Friday, November 29, 2013

I See The True BeautyOf Autism

   My dear child I watch you as you grow. I see all of your capabilities not your disability. I love watching you learn new things.
   I especially love when you try your hardest to communicate with me. I know it is difficult for you but you are a strong beautiful little girl. I love when you say "I love you Momma". You show me that ALL things are possible, you have to believe in it. Katelyn I do and will always believe in you. You are my little shining star. Keep shining bright!!

Tuesday, November 5, 2013

Don't Know What To Think Anymore

      I keep seeing stories about possible links to autism. Now I dont know what to beleive. It's always been it could be, but not a definite answer. I have learned on this journey that it doesn't matter to me anymore what the cause for autism is because it will not change who my daughter is. I stopped racking my brain of all the things I did or didnt do during my pregnancy. Think about it... Does it really matter what the cause of autism is? For many parents, it has been a long journey and finding out the cause(s) of autism will not change the fact that our kids live with it already. It will not reverse the diagnosis so what's the point in knowing. I have learned to accept what is and not make excuses or be judgemental. Autism is a life changing experience but so worth it. If I could change anything I would not, because my daughter is my blessing and has filled my life with happiness and joy. So for all the parents who would like answers, I understand but if you are too consumed in finding answers that won't change anything you will miss out on all of the important accomplishments your child will make. Remember enjoy your children now because tomorrow is not promised.

Friday, November 1, 2013

Everything Will Be Great

    As many of you know Autism affects every part of your life. It brings great moments and bad moments. Everyday is like being on a rollercoaster ride, but as scared as we all are, we hold on tight and try our best to get through the ride. I look at my life and see nothing but beauty. I have been blessed with the life I have and wouldn't change it for anything. I do not and will not let Autism take away my happiness.
   My daughter is my blessing from god and she has shown her beauty. Autism doesnt change who your child is or will be, its the foundation of something amazing.  The journey gets bumpy along the way but what lies ahead is so much more greater. When we see all of the milestones our kids reach it puts in perspective that our children are more than a diagnosis.
  It took time for my daughter to get where she is now and thats okay because I have had great memories that I can cherish forever. I am happy that she is making progress even if it takes a long time. Any progress is better than no progress. Stay strong and never lose hope!!

□ □ □ □ □ □ □

#### TASKS FOR THIS EXERCISE:
#1 According to the blog posts, why does the cause of autism no longer matter to the writer? Answer in one to three sentences.
#2 Repeat the blog posts' text between "My daughter is my blessing from" and "than a diagnosis.", inclusive.

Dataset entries
□ □ □ □ □ □ □

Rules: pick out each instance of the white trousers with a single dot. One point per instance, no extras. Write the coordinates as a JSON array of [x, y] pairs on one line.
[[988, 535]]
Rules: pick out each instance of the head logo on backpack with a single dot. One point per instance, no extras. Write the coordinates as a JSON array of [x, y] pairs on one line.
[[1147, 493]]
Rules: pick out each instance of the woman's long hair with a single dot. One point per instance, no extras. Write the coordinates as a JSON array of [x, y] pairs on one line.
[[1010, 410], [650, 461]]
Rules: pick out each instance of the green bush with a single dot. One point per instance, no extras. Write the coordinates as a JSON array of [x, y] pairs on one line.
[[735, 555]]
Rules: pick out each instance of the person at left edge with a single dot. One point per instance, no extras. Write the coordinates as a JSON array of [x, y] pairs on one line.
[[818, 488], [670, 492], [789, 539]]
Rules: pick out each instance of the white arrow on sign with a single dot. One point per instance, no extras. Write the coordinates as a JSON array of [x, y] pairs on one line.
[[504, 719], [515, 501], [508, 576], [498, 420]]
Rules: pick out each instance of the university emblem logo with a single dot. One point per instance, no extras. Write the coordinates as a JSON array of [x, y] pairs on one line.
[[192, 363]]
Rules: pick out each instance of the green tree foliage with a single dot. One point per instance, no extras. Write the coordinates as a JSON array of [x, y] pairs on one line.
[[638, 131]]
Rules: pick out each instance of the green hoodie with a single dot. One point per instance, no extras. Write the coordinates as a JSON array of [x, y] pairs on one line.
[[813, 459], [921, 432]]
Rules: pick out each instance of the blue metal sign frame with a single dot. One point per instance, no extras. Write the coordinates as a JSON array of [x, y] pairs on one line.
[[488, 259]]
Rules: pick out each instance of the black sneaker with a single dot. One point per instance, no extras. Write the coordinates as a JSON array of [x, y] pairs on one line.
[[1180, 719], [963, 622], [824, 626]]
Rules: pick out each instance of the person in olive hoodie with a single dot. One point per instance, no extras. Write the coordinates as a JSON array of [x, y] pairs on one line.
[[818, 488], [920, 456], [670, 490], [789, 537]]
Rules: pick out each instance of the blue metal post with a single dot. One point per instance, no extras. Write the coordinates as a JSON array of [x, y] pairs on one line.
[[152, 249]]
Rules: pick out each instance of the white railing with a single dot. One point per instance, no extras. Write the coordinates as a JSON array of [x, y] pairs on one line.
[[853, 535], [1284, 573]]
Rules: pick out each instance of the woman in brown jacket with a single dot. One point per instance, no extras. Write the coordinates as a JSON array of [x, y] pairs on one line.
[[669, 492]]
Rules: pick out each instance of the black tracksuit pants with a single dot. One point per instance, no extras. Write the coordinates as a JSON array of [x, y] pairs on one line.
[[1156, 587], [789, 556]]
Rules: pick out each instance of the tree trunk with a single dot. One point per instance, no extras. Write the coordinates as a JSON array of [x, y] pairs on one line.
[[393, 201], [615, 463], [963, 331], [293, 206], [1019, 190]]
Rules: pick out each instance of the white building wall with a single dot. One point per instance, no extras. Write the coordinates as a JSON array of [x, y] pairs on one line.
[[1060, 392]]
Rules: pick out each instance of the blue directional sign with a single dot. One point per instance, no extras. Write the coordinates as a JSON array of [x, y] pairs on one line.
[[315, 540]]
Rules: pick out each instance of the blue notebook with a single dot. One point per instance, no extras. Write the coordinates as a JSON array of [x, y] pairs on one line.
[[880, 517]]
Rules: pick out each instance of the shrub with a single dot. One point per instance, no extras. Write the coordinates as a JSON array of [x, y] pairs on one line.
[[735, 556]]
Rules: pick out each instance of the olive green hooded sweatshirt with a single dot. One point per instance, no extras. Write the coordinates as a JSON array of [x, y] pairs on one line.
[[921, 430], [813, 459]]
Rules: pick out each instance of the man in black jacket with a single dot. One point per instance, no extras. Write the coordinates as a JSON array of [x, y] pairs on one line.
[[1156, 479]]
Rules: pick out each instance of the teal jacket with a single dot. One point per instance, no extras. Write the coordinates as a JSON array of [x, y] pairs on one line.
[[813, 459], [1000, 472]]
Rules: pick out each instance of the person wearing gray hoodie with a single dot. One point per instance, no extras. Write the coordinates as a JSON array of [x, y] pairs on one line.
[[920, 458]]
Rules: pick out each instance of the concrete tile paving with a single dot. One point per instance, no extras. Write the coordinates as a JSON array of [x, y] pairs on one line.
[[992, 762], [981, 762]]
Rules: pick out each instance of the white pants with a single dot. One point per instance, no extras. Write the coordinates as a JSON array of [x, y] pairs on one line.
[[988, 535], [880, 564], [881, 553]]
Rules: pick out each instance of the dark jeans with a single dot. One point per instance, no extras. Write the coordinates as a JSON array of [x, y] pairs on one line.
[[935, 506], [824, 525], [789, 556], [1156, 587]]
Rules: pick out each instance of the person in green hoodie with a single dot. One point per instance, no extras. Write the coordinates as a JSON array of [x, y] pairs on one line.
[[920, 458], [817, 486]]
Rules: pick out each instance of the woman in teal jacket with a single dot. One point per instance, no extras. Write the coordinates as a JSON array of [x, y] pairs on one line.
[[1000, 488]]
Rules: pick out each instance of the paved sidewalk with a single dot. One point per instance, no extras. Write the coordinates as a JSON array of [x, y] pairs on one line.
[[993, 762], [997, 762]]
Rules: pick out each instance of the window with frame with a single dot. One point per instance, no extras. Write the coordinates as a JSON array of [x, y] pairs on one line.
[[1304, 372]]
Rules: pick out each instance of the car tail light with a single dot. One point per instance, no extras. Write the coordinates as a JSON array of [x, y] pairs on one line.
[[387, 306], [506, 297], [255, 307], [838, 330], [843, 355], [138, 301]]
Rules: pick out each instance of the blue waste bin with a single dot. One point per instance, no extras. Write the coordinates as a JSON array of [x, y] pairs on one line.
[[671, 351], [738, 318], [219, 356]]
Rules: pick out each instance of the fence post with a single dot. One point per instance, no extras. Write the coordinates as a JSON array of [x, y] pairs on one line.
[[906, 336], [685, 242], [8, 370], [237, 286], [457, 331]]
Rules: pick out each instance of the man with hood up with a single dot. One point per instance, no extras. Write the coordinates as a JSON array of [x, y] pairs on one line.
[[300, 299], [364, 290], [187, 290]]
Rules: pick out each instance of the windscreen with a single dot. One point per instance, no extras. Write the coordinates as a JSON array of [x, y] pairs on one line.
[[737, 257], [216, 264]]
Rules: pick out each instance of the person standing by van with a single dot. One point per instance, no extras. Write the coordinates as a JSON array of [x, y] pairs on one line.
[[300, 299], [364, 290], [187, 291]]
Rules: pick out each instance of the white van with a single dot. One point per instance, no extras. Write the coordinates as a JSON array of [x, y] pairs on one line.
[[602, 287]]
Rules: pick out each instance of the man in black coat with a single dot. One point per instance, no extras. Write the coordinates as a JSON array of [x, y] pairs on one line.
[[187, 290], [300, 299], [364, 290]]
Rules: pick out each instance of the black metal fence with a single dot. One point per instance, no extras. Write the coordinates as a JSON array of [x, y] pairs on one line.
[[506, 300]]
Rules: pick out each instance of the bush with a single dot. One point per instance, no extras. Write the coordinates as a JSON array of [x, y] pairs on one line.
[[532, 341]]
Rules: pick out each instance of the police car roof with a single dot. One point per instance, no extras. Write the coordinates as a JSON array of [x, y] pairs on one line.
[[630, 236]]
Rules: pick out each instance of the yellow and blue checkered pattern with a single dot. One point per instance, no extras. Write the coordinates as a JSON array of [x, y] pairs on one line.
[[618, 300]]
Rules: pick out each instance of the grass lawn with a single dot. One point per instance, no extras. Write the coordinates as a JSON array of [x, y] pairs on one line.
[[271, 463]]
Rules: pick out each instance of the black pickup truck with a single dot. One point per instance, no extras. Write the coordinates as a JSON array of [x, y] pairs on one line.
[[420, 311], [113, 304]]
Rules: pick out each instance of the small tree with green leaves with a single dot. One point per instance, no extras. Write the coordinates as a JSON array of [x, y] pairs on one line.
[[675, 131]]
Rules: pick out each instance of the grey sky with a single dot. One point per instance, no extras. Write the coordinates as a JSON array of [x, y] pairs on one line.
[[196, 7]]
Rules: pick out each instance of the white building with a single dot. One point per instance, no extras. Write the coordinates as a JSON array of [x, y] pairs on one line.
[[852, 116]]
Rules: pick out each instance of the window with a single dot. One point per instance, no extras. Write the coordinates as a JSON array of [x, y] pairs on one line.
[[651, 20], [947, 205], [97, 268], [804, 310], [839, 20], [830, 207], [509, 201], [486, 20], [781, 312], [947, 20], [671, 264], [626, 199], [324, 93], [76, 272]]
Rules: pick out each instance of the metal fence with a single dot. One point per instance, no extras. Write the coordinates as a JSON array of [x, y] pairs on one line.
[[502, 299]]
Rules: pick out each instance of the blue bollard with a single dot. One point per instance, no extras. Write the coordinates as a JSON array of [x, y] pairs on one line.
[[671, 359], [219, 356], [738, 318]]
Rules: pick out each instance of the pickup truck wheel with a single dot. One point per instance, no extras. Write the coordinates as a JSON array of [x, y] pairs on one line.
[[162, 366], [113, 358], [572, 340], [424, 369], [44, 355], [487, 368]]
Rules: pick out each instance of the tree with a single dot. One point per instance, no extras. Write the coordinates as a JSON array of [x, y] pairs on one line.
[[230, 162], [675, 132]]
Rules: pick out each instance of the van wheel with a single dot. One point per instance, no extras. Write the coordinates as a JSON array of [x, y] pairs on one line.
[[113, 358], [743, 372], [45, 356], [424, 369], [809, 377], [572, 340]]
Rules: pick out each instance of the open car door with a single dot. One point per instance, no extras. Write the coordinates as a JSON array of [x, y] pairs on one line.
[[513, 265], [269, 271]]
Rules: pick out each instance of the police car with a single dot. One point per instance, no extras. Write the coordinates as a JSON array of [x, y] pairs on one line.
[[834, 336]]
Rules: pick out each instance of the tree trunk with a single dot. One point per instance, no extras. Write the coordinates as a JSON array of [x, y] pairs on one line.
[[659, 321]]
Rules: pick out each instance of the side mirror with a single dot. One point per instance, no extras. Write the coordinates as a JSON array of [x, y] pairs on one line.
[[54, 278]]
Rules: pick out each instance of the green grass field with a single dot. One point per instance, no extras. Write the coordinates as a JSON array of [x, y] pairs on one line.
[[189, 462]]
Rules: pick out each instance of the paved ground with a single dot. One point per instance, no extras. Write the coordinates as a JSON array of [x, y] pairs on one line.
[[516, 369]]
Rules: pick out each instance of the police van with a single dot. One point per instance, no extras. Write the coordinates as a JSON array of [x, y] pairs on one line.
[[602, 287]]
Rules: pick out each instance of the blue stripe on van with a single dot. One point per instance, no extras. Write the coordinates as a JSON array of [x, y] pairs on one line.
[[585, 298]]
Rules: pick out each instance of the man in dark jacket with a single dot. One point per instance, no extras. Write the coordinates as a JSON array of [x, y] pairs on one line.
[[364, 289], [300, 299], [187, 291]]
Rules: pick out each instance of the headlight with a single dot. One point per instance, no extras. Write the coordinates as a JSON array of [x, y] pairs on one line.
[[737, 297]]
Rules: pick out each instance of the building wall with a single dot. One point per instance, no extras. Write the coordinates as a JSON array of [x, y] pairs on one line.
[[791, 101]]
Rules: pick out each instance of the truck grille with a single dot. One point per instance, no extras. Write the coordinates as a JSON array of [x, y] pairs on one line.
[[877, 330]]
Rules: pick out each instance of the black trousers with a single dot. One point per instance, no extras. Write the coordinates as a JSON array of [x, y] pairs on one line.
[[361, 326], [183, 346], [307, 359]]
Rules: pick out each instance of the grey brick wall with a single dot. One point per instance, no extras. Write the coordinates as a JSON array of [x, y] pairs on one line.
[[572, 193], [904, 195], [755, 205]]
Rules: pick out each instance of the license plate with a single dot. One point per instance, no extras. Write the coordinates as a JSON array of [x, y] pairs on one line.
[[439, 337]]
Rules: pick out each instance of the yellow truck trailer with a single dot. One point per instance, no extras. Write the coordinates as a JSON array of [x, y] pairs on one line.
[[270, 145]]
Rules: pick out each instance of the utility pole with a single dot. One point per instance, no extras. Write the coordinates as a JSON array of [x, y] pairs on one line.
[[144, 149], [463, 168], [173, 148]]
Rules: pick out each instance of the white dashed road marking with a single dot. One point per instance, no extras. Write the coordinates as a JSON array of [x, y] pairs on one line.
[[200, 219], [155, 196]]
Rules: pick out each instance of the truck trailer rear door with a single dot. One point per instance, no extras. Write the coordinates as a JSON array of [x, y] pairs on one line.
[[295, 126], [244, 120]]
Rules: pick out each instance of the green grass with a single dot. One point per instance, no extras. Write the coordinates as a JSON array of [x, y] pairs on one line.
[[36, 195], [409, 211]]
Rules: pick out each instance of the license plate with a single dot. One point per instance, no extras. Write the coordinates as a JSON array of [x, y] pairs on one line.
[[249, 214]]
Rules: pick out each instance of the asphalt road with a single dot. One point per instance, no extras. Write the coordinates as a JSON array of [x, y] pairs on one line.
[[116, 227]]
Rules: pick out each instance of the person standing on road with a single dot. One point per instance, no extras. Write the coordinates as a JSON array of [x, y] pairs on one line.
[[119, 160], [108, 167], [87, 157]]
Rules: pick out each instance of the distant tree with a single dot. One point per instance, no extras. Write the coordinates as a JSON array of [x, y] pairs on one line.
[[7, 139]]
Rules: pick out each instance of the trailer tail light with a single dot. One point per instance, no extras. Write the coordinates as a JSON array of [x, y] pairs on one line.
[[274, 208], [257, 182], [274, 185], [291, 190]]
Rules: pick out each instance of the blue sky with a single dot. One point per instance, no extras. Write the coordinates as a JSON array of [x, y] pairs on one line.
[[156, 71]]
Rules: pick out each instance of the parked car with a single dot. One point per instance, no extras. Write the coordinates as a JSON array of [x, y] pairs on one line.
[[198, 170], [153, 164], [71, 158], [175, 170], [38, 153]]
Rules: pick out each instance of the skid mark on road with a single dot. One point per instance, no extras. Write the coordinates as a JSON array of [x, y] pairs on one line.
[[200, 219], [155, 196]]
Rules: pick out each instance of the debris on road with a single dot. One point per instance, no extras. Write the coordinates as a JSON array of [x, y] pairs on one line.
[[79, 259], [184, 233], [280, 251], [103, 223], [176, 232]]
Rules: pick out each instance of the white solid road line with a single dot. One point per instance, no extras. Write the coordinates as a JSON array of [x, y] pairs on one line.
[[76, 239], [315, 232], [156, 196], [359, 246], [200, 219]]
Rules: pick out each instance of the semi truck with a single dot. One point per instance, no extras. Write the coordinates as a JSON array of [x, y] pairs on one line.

□ □ □ □ □ □ □

#### RESULTS BY TASK:
#1 Knowing the cause would not change who the writer's daughter is, and it would not change the fact that the children already live with autism. It also would not reverse the diagnosis.

#2
My daughter is my blessing from god and she has shown her beauty. Autism doesnt change who your child is or will be, its the foundation of something amazing.  The journey gets bumpy along the way but what lies ahead is so much more greater. When we see all of the milestones our kids reach it puts in perspective that our children are more than a diagnosis.